Reproduce, with no edits, the line that contains "column 446, row 575" and all the lines that follow it, ending with the last line of the records.

▶ _INPUT MATERIAL_:

= = = = = = =

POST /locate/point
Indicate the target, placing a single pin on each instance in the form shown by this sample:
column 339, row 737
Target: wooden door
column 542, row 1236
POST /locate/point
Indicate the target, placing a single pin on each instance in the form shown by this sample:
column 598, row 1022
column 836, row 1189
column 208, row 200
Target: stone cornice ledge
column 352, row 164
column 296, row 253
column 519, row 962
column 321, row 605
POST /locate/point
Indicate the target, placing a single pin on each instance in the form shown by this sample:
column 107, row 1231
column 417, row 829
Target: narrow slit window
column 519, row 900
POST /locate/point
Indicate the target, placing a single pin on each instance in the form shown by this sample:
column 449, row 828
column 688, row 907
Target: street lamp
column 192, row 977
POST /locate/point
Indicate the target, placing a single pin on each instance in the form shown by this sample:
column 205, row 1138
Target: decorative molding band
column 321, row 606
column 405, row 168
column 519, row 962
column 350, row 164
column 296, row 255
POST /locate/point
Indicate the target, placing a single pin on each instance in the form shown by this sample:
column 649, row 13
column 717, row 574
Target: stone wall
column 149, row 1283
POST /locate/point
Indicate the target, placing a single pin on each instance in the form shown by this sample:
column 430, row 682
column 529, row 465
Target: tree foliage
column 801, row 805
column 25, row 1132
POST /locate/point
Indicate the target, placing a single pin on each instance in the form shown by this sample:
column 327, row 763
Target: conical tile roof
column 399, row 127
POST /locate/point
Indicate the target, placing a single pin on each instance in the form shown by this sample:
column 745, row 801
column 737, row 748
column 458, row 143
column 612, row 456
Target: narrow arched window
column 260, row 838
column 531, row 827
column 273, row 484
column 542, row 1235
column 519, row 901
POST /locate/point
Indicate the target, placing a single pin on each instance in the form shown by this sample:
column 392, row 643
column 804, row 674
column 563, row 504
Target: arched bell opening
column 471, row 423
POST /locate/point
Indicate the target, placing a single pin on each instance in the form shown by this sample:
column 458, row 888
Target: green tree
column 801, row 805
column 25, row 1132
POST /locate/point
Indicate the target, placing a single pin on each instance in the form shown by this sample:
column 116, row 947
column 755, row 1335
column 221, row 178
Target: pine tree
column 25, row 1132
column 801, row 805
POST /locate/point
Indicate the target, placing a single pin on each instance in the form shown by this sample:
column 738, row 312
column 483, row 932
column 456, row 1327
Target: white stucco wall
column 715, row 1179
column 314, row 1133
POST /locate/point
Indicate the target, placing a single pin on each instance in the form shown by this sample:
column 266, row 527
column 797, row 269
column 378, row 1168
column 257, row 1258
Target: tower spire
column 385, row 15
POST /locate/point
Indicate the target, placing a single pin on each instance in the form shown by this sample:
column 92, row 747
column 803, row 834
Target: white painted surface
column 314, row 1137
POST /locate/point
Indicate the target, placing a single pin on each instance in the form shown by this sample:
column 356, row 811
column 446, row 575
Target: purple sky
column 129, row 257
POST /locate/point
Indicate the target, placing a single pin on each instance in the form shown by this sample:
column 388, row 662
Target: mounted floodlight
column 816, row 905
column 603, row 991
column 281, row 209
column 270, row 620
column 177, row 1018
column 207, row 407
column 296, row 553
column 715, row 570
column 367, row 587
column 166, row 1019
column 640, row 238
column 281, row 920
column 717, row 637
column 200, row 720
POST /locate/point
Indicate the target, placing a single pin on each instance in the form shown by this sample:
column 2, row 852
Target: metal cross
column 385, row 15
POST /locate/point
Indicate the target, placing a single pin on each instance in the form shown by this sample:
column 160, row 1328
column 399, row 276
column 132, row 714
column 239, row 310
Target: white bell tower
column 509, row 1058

= = = = = = =

▶ _ANSWER_:
column 446, row 575
Target: purple sky
column 129, row 257
POST /locate/point
Indicate the target, placing a single pin on each instance in the form shown by this sample:
column 388, row 662
Target: mounted floodlight
column 816, row 905
column 603, row 991
column 281, row 209
column 270, row 620
column 177, row 1018
column 207, row 407
column 296, row 553
column 715, row 570
column 367, row 587
column 166, row 1019
column 640, row 238
column 281, row 920
column 717, row 637
column 200, row 720
POST /locate/point
Indicate the target, placing a single pin on each instance in the form shown by this sample:
column 2, row 852
Target: metal cross
column 385, row 15
POST /locate/point
Indicate the target, placing a single pin on each instance in the form shown by this sample:
column 160, row 1328
column 399, row 276
column 132, row 714
column 239, row 310
Target: white bell tower
column 509, row 1058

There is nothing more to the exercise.